(Photo-based referring expression data)
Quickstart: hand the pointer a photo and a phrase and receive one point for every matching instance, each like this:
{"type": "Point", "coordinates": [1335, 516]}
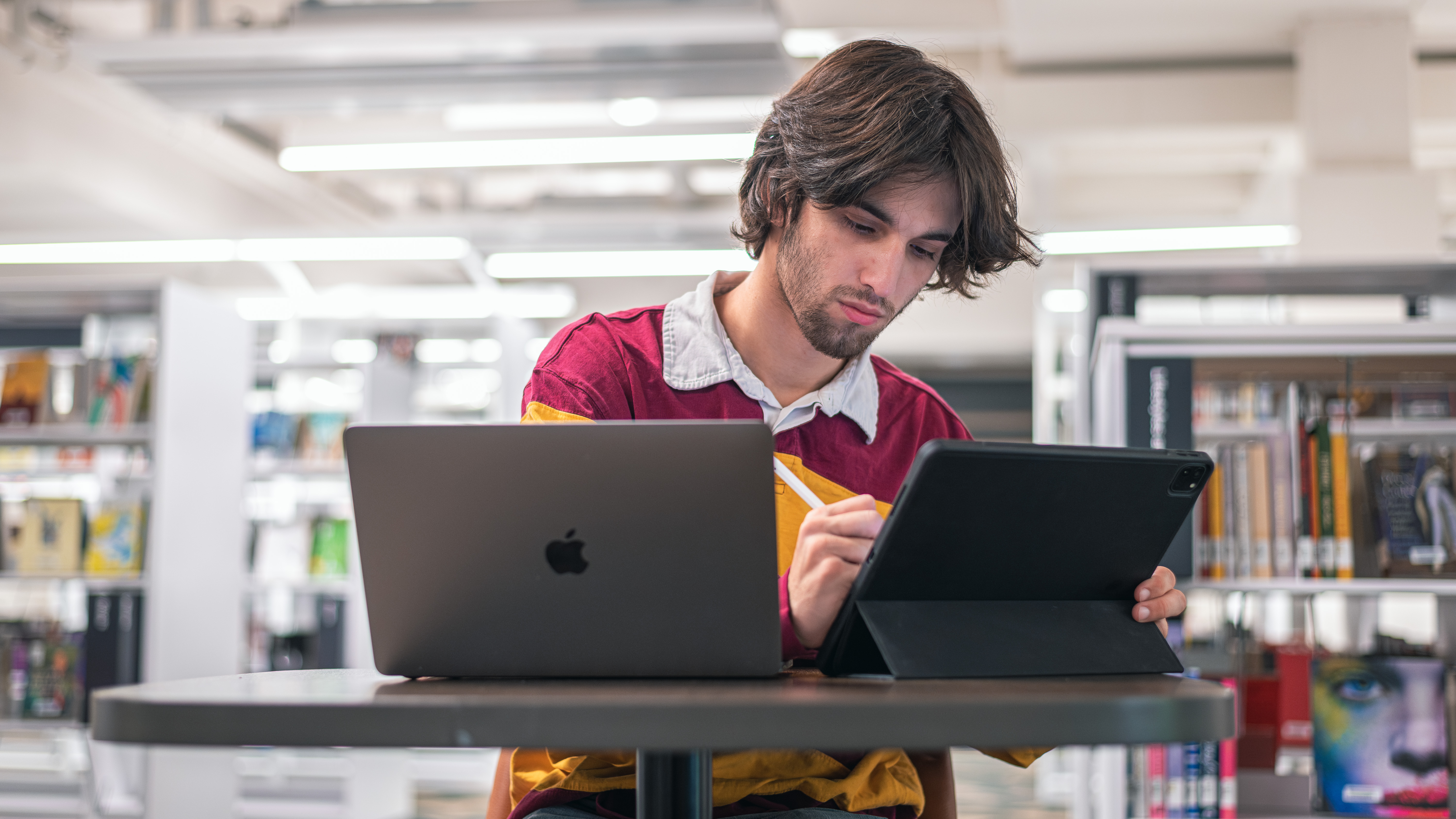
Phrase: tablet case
{"type": "Point", "coordinates": [1017, 560]}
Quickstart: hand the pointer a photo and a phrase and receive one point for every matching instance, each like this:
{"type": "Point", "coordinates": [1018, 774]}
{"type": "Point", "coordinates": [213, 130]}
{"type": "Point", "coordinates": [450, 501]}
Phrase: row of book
{"type": "Point", "coordinates": [94, 391]}
{"type": "Point", "coordinates": [1183, 780]}
{"type": "Point", "coordinates": [1253, 403]}
{"type": "Point", "coordinates": [293, 553]}
{"type": "Point", "coordinates": [306, 436]}
{"type": "Point", "coordinates": [1317, 508]}
{"type": "Point", "coordinates": [44, 537]}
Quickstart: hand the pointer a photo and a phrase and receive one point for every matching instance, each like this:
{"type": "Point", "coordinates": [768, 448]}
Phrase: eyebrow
{"type": "Point", "coordinates": [880, 213]}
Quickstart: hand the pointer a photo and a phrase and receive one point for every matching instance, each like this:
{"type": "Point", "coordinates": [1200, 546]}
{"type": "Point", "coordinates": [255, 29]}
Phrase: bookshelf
{"type": "Point", "coordinates": [1254, 394]}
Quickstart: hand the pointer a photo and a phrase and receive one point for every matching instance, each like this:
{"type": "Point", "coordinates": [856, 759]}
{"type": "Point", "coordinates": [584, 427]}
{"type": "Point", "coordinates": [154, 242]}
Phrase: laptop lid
{"type": "Point", "coordinates": [569, 550]}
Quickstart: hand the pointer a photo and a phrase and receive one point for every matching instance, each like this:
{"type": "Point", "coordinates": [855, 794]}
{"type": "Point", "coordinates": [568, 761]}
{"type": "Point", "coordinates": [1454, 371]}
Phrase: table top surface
{"type": "Point", "coordinates": [353, 707]}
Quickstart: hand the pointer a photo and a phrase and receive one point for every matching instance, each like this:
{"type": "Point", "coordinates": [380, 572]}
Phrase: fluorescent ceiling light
{"type": "Point", "coordinates": [110, 253]}
{"type": "Point", "coordinates": [483, 154]}
{"type": "Point", "coordinates": [810, 43]}
{"type": "Point", "coordinates": [599, 113]}
{"type": "Point", "coordinates": [442, 350]}
{"type": "Point", "coordinates": [1065, 301]}
{"type": "Point", "coordinates": [432, 302]}
{"type": "Point", "coordinates": [579, 264]}
{"type": "Point", "coordinates": [1087, 242]}
{"type": "Point", "coordinates": [366, 248]}
{"type": "Point", "coordinates": [355, 350]}
{"type": "Point", "coordinates": [359, 248]}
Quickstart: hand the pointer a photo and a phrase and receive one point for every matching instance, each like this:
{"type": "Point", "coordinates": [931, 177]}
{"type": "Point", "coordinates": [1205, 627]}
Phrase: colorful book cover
{"type": "Point", "coordinates": [1380, 741]}
{"type": "Point", "coordinates": [116, 540]}
{"type": "Point", "coordinates": [1230, 767]}
{"type": "Point", "coordinates": [1243, 535]}
{"type": "Point", "coordinates": [331, 549]}
{"type": "Point", "coordinates": [24, 390]}
{"type": "Point", "coordinates": [1282, 508]}
{"type": "Point", "coordinates": [50, 538]}
{"type": "Point", "coordinates": [1326, 486]}
{"type": "Point", "coordinates": [1260, 519]}
{"type": "Point", "coordinates": [1157, 782]}
{"type": "Point", "coordinates": [1340, 490]}
{"type": "Point", "coordinates": [1307, 554]}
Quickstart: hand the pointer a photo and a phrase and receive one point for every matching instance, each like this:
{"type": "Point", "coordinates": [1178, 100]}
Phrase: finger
{"type": "Point", "coordinates": [864, 524]}
{"type": "Point", "coordinates": [1171, 604]}
{"type": "Point", "coordinates": [1155, 587]}
{"type": "Point", "coordinates": [848, 550]}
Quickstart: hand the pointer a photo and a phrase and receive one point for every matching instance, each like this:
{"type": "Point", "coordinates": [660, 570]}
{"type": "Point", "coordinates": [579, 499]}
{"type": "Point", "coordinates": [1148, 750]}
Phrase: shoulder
{"type": "Point", "coordinates": [905, 397]}
{"type": "Point", "coordinates": [599, 345]}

ABOUT THIS EXERCISE: Repeat the data in full and exactly. Omit pictures.

SOLUTION:
Quickstart: hand the pointer a photo and a phrase and receive one point for every matching instance, each like this:
{"type": "Point", "coordinates": [1335, 516]}
Phrase: tablet case
{"type": "Point", "coordinates": [1017, 560]}
Quickstart: hand the pointer a photo and a phrase and receive one point for every matching instance, each like this:
{"type": "Point", "coordinates": [1018, 774]}
{"type": "Point", "coordinates": [213, 130]}
{"type": "Point", "coordinates": [450, 501]}
Phrase: row of book
{"type": "Point", "coordinates": [94, 391]}
{"type": "Point", "coordinates": [1183, 780]}
{"type": "Point", "coordinates": [1253, 403]}
{"type": "Point", "coordinates": [293, 553]}
{"type": "Point", "coordinates": [306, 436]}
{"type": "Point", "coordinates": [1317, 508]}
{"type": "Point", "coordinates": [44, 537]}
Quickstart: hand the pointer a photo and a phrase and receive one point for every matching instance, each like this:
{"type": "Point", "coordinates": [768, 448]}
Phrase: eyebrow
{"type": "Point", "coordinates": [880, 213]}
Quickstart: hand the pointer a photo and a phrase and receive one point for every matching instance, each like this:
{"type": "Point", "coordinates": [1200, 546]}
{"type": "Point", "coordinates": [255, 29]}
Phrase: bookshelf
{"type": "Point", "coordinates": [1254, 394]}
Quickstart: hand the pointer a photo and a phrase and receive one point for every matching instance, each like this:
{"type": "Point", "coordinates": [856, 759]}
{"type": "Point", "coordinates": [584, 427]}
{"type": "Point", "coordinates": [154, 242]}
Phrase: laptop lid
{"type": "Point", "coordinates": [569, 550]}
Quickstart: hand the pointer a photo and a phrase and receive one point for every matching instance, each like this:
{"type": "Point", "coordinates": [855, 794]}
{"type": "Point", "coordinates": [568, 761]}
{"type": "Point", "coordinates": [1454, 371]}
Phrase: table top surface
{"type": "Point", "coordinates": [353, 707]}
Quickstart: hand the pointer a photo and a phrase and receive one point for every matching instance, each like this:
{"type": "Point", "coordinates": [380, 572]}
Phrase: fluorescent ceiling light
{"type": "Point", "coordinates": [110, 253]}
{"type": "Point", "coordinates": [483, 154]}
{"type": "Point", "coordinates": [810, 43]}
{"type": "Point", "coordinates": [599, 113]}
{"type": "Point", "coordinates": [442, 350]}
{"type": "Point", "coordinates": [1065, 301]}
{"type": "Point", "coordinates": [432, 302]}
{"type": "Point", "coordinates": [579, 264]}
{"type": "Point", "coordinates": [1087, 242]}
{"type": "Point", "coordinates": [366, 248]}
{"type": "Point", "coordinates": [355, 350]}
{"type": "Point", "coordinates": [359, 248]}
Quickstart: hand the pointer a photo and a phrase and receive one point for every matching instance, each like this:
{"type": "Point", "coordinates": [931, 177]}
{"type": "Point", "coordinates": [1205, 627]}
Phrase: colorful book cover
{"type": "Point", "coordinates": [1380, 741]}
{"type": "Point", "coordinates": [116, 540]}
{"type": "Point", "coordinates": [1230, 767]}
{"type": "Point", "coordinates": [1243, 535]}
{"type": "Point", "coordinates": [331, 549]}
{"type": "Point", "coordinates": [24, 390]}
{"type": "Point", "coordinates": [1282, 508]}
{"type": "Point", "coordinates": [50, 538]}
{"type": "Point", "coordinates": [1326, 486]}
{"type": "Point", "coordinates": [1260, 519]}
{"type": "Point", "coordinates": [1157, 782]}
{"type": "Point", "coordinates": [1340, 490]}
{"type": "Point", "coordinates": [1307, 554]}
Quickstart: hand the pointer a photo and a phrase and receive one point for every matching instance, each like this:
{"type": "Point", "coordinates": [1178, 100]}
Phrase: finger
{"type": "Point", "coordinates": [864, 524]}
{"type": "Point", "coordinates": [1171, 604]}
{"type": "Point", "coordinates": [1155, 587]}
{"type": "Point", "coordinates": [848, 550]}
Quickstart: hand the pointer a photo and a phrase and receive one point for every matching instance, each like this:
{"type": "Point", "coordinates": [660, 570]}
{"type": "Point", "coordinates": [579, 499]}
{"type": "Point", "coordinates": [1148, 750]}
Phrase: shoulder
{"type": "Point", "coordinates": [905, 397]}
{"type": "Point", "coordinates": [599, 345]}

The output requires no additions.